Short task
Please repeat the passage on reverse veil piercing below, beginning at "We conclude that in" and stopping after "has been made.", and switch "trial court" to "lower court" throughout.

Document excerpt
-*-*-

When the preceding concerns are implicated, courts have declined to impose reverse veil piercing. To summarize, “a court considering reverse veil piercing must weigh the impact of such action upon innocent investors…. A court considering reverse veil piercing must also consider the impact of such an act upon innocent secured and unsecured creditors. The court must also consider the availability of other remedies the creditor may pursue.” C.F. Trust, Inc. v. First Flight, L.P., supra, 266 Va. at 12-13, 580 S.E.2d 806.
We conclude that in the present matter, the trial court should not have applied reverse veil piercing, regardless of whether it is a viable theory in Connecticut. Certain of the trial court’s subsidiary factual findings lacked evidentiary support and, therefore, were clearly erroneous. Those findings related to crucial factors that necessarily render reverse veil piercing inequitable. Additionally, after reviewing the trial court’s application of the identity and instrumentality rules, although we conclude that the court’s findings have some basis in the evidence, we nevertheless are left with the definite and firm conviction that a mistake has been made.

-*-*-

Data shown
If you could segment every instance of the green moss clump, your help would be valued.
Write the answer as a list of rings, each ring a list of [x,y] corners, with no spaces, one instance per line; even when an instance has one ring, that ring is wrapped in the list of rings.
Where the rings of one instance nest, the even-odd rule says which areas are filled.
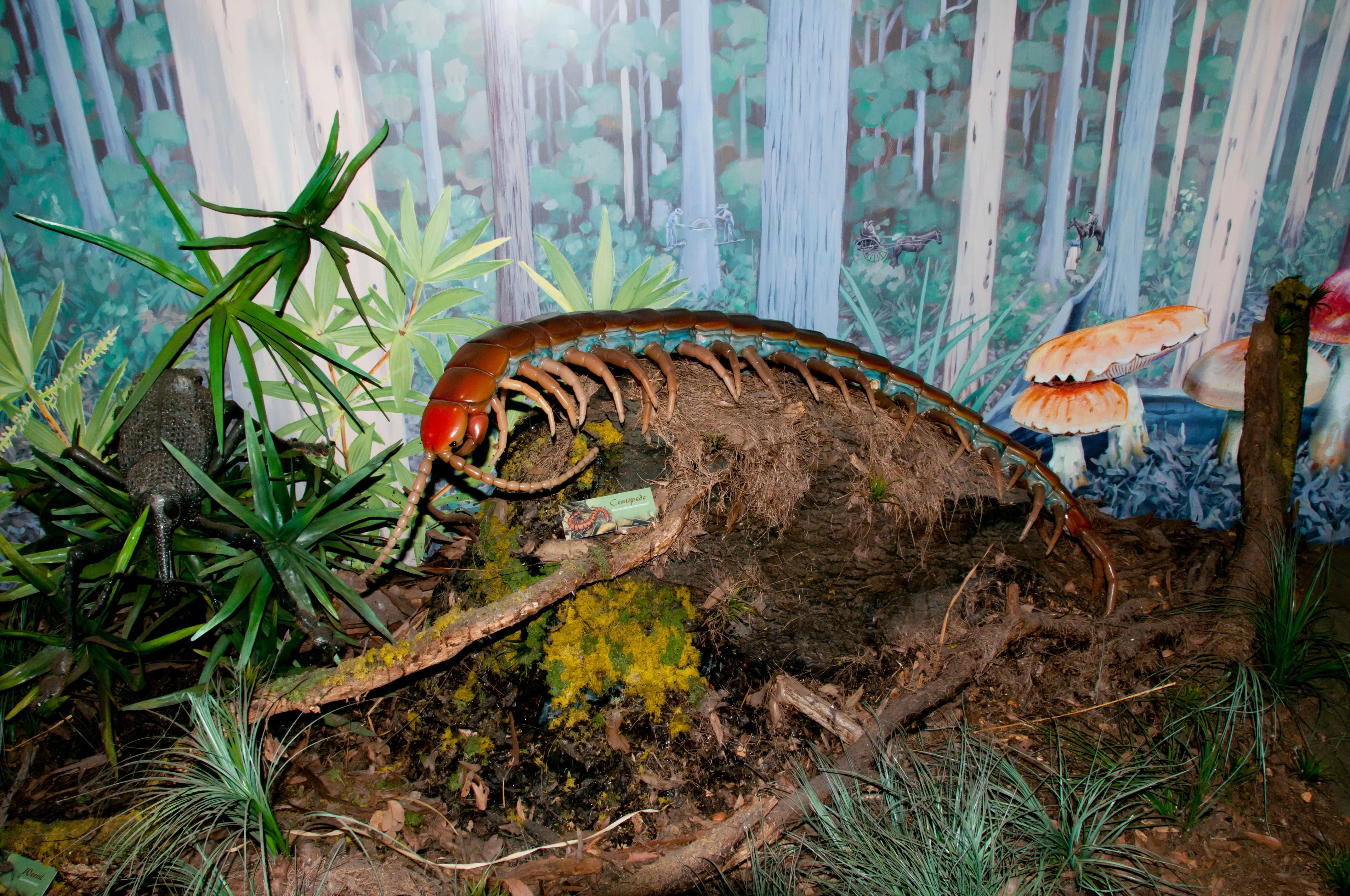
[[[554,707],[554,726],[591,718],[586,695],[621,687],[660,721],[707,688],[698,673],[699,654],[686,625],[694,618],[688,588],[630,576],[591,586],[559,611],[559,625],[544,644],[544,668]],[[678,731],[675,731],[678,733]]]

-*-*-

Solution to this problem
We conclude that in the present matter, the lower court should not have applied reverse veil piercing, regardless of whether it is a viable theory in Connecticut. Certain of the lower court’s subsidiary factual findings lacked evidentiary support and, therefore, were clearly erroneous. Those findings related to crucial factors that necessarily render reverse veil piercing inequitable. Additionally, after reviewing the lower court’s application of the identity and instrumentality rules, although we conclude that the court’s findings have some basis in the evidence, we nevertheless are left with the definite and firm conviction that a mistake has been made.